▶ Exercise brief: Rename "white countertop" to "quartz countertop" in the lines starting with the line containing "countertop in the provided photograph." and going on through the line containing "165,232,498,249", leaving everything else unchanged. Return only those lines.

▶ Raw records:
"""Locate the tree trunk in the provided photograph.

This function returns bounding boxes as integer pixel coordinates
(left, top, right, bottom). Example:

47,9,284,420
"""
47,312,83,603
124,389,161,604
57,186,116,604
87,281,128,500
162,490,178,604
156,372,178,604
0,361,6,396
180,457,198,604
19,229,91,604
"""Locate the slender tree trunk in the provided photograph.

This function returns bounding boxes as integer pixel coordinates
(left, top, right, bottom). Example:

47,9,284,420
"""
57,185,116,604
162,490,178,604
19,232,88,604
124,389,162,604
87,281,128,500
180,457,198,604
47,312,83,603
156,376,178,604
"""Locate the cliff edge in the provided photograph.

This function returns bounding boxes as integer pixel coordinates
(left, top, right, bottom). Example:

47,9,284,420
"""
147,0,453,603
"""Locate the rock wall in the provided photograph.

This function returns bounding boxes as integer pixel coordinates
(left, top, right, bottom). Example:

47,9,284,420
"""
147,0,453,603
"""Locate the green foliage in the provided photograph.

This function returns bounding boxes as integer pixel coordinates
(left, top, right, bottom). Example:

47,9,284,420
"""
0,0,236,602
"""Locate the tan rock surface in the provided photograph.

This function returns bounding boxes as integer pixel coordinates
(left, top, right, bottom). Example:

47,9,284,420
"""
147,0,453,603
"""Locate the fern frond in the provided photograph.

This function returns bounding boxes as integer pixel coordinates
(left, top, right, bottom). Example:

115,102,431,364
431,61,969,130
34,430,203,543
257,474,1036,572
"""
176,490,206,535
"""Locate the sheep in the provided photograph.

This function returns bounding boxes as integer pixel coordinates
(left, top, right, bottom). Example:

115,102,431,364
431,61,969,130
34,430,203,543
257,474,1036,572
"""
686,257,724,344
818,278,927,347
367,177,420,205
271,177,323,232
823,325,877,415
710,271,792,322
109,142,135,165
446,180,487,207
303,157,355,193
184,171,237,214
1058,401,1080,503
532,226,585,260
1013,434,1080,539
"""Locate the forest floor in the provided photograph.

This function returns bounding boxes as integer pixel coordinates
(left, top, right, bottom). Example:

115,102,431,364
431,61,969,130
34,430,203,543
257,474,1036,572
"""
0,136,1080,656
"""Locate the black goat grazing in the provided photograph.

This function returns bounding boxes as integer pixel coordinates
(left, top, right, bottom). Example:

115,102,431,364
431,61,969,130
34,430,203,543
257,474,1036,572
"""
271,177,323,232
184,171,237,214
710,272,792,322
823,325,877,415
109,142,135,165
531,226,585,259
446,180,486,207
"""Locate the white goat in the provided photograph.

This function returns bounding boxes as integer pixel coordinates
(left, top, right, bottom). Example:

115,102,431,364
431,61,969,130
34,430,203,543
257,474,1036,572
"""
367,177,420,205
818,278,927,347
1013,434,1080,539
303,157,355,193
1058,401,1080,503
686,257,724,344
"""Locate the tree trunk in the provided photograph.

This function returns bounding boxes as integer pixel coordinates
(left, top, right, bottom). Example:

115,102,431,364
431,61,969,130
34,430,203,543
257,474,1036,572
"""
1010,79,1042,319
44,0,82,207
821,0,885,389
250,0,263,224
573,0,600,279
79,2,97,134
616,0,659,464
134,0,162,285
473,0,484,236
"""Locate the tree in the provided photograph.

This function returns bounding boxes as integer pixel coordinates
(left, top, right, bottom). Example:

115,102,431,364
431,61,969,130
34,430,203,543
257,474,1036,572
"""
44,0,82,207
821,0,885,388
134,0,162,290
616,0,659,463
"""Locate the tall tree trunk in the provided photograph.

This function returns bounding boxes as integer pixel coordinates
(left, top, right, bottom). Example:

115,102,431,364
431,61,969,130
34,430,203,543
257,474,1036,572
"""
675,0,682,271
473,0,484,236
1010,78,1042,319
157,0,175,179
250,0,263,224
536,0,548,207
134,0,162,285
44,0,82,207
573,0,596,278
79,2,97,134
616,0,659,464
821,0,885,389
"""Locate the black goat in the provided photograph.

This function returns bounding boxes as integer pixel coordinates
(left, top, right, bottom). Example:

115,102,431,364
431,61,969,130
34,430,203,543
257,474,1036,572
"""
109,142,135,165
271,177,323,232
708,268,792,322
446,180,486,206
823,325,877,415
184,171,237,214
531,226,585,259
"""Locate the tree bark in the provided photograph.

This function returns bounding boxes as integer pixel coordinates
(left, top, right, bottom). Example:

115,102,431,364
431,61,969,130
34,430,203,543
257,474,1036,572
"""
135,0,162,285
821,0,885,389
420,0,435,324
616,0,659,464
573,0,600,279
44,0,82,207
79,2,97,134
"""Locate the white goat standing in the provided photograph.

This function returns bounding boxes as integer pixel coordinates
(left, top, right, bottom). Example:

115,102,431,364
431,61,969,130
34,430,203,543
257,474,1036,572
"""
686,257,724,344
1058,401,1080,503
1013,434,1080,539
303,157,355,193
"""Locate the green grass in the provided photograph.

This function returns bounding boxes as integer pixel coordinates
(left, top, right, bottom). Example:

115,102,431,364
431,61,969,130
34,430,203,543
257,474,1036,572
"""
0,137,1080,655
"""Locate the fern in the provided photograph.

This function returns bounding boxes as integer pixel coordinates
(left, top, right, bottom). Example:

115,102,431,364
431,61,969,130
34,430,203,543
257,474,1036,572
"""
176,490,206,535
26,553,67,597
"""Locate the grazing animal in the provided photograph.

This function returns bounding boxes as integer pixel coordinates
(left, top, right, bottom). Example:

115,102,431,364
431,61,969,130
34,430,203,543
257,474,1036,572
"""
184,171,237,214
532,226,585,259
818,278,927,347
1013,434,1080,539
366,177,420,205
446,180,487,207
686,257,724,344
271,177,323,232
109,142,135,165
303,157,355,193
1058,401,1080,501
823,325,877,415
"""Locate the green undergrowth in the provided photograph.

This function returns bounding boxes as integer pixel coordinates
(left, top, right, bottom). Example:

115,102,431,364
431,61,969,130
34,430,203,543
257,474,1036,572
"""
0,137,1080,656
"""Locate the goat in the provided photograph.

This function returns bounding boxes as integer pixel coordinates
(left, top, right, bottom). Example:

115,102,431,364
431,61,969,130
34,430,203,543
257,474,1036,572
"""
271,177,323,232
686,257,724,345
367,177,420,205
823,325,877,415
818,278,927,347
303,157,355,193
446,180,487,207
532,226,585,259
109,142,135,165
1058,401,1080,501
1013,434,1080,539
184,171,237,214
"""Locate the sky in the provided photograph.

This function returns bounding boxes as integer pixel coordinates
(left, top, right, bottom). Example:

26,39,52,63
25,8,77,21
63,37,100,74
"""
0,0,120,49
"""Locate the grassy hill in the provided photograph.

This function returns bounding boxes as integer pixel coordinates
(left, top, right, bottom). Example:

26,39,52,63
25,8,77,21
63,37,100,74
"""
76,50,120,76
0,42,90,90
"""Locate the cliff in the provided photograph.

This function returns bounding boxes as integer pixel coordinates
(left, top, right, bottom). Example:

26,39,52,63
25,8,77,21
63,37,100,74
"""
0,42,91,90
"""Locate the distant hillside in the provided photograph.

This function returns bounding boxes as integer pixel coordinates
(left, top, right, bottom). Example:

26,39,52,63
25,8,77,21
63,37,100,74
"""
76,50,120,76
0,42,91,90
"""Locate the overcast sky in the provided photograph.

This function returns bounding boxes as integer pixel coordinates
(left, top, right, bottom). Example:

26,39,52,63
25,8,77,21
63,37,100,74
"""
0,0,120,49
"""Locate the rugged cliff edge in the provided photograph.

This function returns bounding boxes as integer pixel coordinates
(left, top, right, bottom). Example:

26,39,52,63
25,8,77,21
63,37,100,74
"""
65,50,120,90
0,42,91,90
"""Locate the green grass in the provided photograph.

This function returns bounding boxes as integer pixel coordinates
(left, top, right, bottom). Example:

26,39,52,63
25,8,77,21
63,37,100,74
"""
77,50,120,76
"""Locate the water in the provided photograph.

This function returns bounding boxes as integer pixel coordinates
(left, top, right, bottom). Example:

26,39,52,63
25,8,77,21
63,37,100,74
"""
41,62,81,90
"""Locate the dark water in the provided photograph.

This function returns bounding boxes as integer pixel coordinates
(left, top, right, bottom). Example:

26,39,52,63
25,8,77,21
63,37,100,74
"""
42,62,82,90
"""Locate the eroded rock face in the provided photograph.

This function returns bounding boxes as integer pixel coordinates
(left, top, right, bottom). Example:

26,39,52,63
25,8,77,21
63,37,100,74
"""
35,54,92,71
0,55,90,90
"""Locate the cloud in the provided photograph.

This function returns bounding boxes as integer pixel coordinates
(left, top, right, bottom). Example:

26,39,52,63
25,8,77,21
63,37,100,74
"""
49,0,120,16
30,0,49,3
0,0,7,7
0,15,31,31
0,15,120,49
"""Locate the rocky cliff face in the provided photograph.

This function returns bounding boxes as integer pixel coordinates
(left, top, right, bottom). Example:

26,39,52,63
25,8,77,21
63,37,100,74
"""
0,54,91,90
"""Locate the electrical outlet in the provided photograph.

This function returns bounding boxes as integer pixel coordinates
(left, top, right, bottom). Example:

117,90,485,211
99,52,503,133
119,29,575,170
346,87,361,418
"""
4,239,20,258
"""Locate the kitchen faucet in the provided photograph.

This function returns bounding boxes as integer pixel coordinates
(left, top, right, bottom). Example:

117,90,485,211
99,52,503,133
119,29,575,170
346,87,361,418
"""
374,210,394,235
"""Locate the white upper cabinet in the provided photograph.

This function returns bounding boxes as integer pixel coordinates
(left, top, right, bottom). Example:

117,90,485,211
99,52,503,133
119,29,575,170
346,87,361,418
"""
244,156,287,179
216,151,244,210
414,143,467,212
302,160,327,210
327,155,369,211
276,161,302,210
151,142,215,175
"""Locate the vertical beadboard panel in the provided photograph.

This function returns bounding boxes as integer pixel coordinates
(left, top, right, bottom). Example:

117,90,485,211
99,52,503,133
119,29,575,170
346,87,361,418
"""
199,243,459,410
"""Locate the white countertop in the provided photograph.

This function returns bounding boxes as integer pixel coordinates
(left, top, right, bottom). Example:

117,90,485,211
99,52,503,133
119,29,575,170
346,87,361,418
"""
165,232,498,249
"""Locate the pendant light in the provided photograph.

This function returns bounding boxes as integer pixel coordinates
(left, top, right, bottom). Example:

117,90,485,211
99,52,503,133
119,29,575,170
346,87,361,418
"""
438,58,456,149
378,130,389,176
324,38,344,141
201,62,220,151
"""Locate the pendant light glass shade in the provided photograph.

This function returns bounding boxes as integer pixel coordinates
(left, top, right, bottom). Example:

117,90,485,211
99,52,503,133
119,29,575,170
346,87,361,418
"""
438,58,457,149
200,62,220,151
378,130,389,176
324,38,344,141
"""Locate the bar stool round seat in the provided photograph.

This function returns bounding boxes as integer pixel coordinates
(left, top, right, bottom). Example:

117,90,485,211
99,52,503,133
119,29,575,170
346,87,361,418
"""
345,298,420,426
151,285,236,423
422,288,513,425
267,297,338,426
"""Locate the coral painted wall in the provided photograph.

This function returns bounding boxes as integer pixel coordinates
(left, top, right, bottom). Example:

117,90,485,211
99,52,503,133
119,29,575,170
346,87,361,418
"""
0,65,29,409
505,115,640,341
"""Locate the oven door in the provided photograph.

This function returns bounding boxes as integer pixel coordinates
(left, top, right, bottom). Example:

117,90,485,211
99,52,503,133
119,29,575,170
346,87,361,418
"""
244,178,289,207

▶ Response to this exercise:
"""Locate the quartz countertop in the provided photograph.

This function returns bounding boxes as integer pixel coordinates
(left, top, right, bottom). Example:

117,90,485,211
99,52,503,133
119,29,575,170
346,87,361,418
"""
165,232,498,249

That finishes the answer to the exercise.